GH-107678: Improve Unicode handling clarity in ``library/re.rst`` (#107679)

author Adam Turner <9087854+AA-Turner@users.noreply.github.com>

Thu, 11 Jan 2024 23:56:10 +0000 (23:56 +0000)

committer GitHub <noreply@github.com>

Thu, 11 Jan 2024 23:56:10 +0000 (23:56 +0000)
author Adam Turner <9087854+AA-Turner@users.noreply.github.com>
Thu, 11 Jan 2024 23:56:10 +0000 (23:56 +0000)
committer GitHub <noreply@github.com>
Thu, 11 Jan 2024 23:56:10 +0000 (23:56 +0000)
diff --git a/Doc/library/re.rst b/Doc/library/re.rst

index 302f7224de4a7a082b01f23e2a9aab02be28b8fb..5bb93390aa5f79cd3bee6dcba09673bf270cfa9f 100644 (file)
--- a/Doc/library/re.rst
+++ b/Doc/library/re.rst
@@ -17,7 +17,7 @@ those found in Perl.
  Both patterns and strings to be searched can be Unicode strings (:class:`str`)
  as well as 8-bit strings (:class:`bytes`).
  However, Unicode strings and 8-bit strings cannot be mixed:
-that is, you cannot match a Unicode string with a byte pattern or
+that is, you cannot match a Unicode string with a bytes pattern or
  vice-versa; similarly, when asking for a substitution, the replacement
  string must be of the same type as both the pattern and the search string.
  
@@ -257,8 +257,7 @@ The special characters are:
     .. index:: single: \ (backslash); in regular expressions
  
     * Character classes such as ``\w`` or ``\S`` (defined below) are also accepted
-     inside a set, although the characters they match depends on whether
-     :const:`ASCII` or :const:`LOCALE` mode is in force.
+     inside a set, although the characters they match depend on the flags_ used.
  
     .. index:: single: ^ (caret); in regular expressions
  
@@ -326,18 +325,24 @@ The special characters are:
     currently supported extensions.
  
  ``(?aiLmsux)``
-   (One or more letters from the set ``'a'``, ``'i'``, ``'L'``, ``'m'``,
-   ``'s'``, ``'u'``, ``'x'``.)  The group matches the empty string; the
-   letters set the corresponding flags: :const:`re.A` (ASCII-only matching),
-   :const:`re.I` (ignore case), :const:`re.L` (locale dependent),
-   :const:`re.M` (multi-line), :const:`re.S` (dot matches all),
-   :const:`re.U` (Unicode matching), and :const:`re.X` (verbose),
-   for the entire regular expression.
+   (One or more letters from the set
+   ``'a'``, ``'i'``, ``'L'``, ``'m'``, ``'s'``, ``'u'``, ``'x'``.)
+   The group matches the empty string;
+   the letters set the corresponding flags for the entire regular expression:
+
+   * :const:`re.A` (ASCII-only matching)

* [DATASET ROWS]
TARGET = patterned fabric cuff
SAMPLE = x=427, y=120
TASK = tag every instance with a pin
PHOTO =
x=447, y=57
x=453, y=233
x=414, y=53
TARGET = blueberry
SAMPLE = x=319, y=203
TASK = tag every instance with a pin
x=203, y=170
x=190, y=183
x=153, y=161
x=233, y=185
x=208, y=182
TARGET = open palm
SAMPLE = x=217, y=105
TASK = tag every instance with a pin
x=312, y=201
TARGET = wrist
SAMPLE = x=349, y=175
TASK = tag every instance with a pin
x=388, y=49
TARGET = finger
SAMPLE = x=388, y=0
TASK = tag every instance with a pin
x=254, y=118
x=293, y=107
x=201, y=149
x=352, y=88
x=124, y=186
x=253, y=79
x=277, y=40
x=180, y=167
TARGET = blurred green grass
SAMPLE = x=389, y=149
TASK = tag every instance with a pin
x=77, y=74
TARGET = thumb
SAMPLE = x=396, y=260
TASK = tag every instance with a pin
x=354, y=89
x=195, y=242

* [YOUR GOAL] Write out the passage of the commit diff for the regular expression documentation between "Both patterns and st" and "e is in force.", inclusive.

* [OUTPUT FOR THIS TASK]
Both patterns and strings to be searched can be Unicode strings (:class:`str`)
  as well as 8-bit strings (:class:`bytes`).
  However, Unicode strings and 8-bit strings cannot be mixed:
-that is, you cannot match a Unicode string with a byte pattern or
+that is, you cannot match a Unicode string with a bytes pattern or
  vice-versa; similarly, when asking for a substitution, the replacement
  string must be of the same type as both the pattern and the search string.
  
@@ -257,8 +257,7 @@ The special characters are:
     .. index:: single: \ (backslash); in regular expressions
  
     * Character classes such as ``\w`` or ``\S`` (defined below) are also accepted
-     inside a set, although the characters they match depends on whether
-     :const:`ASCII` or :const:`LOCALE` mode is in force.